▸ **Given instruction**
Output the listing, from its first line through the line containing "pixel 97 50", as a two-column CSV with the headers text and answer. Give each POST line and the wording after it in text, and its point in answer, with every field quoted and line breaks inside a field turned into spaces.
-- Begin Supplied records --
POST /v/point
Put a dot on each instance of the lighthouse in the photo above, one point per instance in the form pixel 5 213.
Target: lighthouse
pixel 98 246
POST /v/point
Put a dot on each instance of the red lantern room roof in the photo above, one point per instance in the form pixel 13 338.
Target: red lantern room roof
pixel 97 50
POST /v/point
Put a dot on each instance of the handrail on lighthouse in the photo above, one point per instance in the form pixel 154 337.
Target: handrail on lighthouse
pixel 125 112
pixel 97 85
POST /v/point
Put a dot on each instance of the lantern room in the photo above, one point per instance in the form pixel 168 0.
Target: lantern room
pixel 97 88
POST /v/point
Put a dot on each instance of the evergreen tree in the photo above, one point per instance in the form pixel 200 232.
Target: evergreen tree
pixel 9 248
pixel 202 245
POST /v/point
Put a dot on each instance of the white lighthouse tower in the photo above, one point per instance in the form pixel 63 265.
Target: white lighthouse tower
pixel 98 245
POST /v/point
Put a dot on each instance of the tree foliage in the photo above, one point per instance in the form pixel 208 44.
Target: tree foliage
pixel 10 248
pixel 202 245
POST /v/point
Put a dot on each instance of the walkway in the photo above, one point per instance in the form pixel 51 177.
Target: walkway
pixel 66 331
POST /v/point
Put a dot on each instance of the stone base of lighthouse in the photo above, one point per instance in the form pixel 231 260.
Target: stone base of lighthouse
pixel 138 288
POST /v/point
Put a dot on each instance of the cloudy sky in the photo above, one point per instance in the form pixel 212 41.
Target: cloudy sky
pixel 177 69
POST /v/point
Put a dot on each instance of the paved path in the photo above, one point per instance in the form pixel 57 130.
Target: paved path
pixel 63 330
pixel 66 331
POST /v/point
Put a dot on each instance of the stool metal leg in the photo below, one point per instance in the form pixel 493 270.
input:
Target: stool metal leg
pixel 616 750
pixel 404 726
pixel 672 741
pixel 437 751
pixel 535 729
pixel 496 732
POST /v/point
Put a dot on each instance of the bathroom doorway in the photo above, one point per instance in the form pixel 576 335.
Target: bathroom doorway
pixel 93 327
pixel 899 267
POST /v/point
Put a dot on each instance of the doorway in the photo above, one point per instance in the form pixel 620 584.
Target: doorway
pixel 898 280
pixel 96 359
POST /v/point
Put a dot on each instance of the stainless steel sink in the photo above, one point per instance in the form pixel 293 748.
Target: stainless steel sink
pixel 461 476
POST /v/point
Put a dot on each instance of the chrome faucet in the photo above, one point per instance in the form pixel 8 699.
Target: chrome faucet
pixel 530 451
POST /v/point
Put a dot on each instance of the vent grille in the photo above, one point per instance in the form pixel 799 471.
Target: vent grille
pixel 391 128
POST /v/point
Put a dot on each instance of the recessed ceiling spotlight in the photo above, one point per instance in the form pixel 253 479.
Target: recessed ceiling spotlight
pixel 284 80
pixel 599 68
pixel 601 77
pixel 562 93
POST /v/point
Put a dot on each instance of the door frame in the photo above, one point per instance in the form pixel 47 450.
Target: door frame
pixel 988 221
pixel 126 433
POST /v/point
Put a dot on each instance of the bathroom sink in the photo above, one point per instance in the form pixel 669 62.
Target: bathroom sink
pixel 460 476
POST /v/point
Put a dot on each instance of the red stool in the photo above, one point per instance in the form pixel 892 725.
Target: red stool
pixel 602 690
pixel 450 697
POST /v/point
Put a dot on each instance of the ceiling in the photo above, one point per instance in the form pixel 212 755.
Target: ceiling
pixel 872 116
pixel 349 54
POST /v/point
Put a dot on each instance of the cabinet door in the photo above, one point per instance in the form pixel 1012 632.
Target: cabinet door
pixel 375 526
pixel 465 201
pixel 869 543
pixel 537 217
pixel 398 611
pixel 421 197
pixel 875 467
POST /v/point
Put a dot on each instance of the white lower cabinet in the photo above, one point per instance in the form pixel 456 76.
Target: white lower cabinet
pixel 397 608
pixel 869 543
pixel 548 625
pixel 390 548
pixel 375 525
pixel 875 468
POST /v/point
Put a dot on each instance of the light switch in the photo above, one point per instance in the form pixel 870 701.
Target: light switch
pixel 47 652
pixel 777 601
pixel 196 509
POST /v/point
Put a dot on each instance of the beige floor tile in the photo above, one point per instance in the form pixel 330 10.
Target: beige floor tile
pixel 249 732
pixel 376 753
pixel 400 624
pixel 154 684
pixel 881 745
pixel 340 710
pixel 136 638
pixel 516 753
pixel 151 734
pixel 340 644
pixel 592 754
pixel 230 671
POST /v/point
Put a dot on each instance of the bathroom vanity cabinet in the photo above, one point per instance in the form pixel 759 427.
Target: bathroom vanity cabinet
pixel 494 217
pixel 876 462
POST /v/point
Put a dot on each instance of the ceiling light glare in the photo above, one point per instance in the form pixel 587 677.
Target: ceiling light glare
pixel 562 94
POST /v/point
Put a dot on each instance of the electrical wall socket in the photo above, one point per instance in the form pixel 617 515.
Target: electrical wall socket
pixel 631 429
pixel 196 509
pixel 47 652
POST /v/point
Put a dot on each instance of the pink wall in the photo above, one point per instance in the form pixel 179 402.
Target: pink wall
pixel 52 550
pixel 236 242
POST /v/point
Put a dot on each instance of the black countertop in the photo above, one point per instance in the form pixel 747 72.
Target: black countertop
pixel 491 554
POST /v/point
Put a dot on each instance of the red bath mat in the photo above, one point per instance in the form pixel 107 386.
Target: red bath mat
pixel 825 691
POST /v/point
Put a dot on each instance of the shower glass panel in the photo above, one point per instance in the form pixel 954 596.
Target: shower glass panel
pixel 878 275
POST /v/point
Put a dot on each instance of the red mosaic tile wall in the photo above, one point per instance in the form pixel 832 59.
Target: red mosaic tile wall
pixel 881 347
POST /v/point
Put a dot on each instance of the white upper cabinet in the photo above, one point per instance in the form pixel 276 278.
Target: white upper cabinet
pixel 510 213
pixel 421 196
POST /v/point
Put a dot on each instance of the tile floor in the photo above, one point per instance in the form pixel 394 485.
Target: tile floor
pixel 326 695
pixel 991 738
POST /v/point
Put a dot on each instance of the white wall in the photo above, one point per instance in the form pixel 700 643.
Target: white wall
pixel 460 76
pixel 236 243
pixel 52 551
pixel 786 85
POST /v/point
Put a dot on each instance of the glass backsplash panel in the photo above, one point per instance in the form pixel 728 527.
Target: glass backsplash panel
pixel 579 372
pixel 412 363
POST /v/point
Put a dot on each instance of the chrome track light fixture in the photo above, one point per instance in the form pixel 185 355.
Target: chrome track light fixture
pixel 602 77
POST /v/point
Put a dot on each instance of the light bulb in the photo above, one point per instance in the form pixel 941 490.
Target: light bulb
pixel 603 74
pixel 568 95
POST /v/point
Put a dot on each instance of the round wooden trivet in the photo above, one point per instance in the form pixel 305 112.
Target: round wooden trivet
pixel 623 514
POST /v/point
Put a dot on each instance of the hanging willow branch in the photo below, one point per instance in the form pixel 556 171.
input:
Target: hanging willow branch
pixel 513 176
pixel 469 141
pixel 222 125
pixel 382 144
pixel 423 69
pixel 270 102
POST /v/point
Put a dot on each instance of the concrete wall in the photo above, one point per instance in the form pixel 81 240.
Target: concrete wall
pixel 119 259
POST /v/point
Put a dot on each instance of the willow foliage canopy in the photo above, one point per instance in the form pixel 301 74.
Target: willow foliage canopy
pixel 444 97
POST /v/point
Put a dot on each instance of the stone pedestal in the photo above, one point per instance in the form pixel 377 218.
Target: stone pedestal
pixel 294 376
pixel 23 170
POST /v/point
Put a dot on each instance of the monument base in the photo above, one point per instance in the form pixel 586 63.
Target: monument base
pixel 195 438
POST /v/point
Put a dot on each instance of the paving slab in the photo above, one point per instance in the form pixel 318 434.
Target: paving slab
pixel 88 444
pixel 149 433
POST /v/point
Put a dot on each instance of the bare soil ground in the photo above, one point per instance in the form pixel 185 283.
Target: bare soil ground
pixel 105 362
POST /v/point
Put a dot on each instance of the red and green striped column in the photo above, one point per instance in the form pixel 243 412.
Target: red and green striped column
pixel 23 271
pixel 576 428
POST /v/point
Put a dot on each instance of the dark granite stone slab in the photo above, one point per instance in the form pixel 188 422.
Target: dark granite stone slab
-- End Supplied records --
▸ **Result**
text,answer
"POST /v/point Put a dot on each instance of the lighthouse in the photo above, one point per instance in the form pixel 5 213. Target: lighthouse","pixel 98 246"
"POST /v/point Put a dot on each instance of the red lantern room roof in the photo above, one point per instance in the form pixel 13 338. Target: red lantern room roof","pixel 97 50"